#### EXERCISE TEXT
Yup...Size Matters
“The intimate connection between a woman’s psychic humor and her clitoral power means that the clitoris must be wired up to the brain – the big brain – before it can sing.” The brain must learn to ride its little rod the way it must learn to balance its body on a bicycle. And once learned, the skill will not be forgotten.”
Natalie Angier, Woman: An Intimate Geography.
Yup, size matters. Be Mindful, Not Mechanical.
Our largest, most powerful sex organ is our brain. Although you think everything happens between your legs, the sensation of orgasm actually originates between your ears, in the form of chemical messengers and the receptors they bind to. It's like a scene from Star Wars with little ships zipping around and docking in their corresponding bay with this mysterious system guiding the whole magical dance. True, the information comes from the farthest reaches of our body; the real action takes place in a fairly primitive part of our brain, the limbic system. Known as our mammalian brain, this is the seat of our emotions, desires, drives and impulses. It's where you fall in and out of love…or lust.
"Learn to tune your engine. Realize that just like a carburetor, the mix can get 'off' and then pressing on the gas might cause a sputter or a tailspin,” says Stephanie Moses, author of Getting to Neutral. Be mindful, not mechanical. Pull back the curtain on your emotions and thought patterns and their effect on your sexuality and health. How you focus your attention and manage your emotions directly shapes your experience.
########
#### STORED DATA
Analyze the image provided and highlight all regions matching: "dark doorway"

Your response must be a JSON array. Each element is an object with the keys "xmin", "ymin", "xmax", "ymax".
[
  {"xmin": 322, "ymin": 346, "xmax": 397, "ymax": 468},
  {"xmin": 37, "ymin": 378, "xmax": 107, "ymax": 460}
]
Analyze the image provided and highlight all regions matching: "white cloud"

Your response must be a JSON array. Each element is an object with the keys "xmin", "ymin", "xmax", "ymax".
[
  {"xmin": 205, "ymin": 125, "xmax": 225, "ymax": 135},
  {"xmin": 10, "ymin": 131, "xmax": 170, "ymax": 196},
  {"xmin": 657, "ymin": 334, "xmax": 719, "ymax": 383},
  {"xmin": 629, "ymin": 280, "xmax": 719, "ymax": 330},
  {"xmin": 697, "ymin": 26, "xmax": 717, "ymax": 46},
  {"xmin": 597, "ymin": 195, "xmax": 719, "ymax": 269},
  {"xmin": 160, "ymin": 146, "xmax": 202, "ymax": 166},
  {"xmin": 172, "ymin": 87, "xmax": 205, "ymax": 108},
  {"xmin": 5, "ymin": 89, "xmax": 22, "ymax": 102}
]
########
→ EXERCISE REQUIREMENTS:
Answer these questions about the "Yup...Size Matters" text.
(a) What does the text call our largest, most powerful sex organ?
(b) In which part of the brain does the text say "the real action takes place"?
(c) Whom does the text quote as saying "Learn to tune your engine," and what book is that person the author of?

→ TASK RESULT:
(a) Our brain.
(b) The limbic system.
(c) Stephanie Moses, author of Getting to Neutral.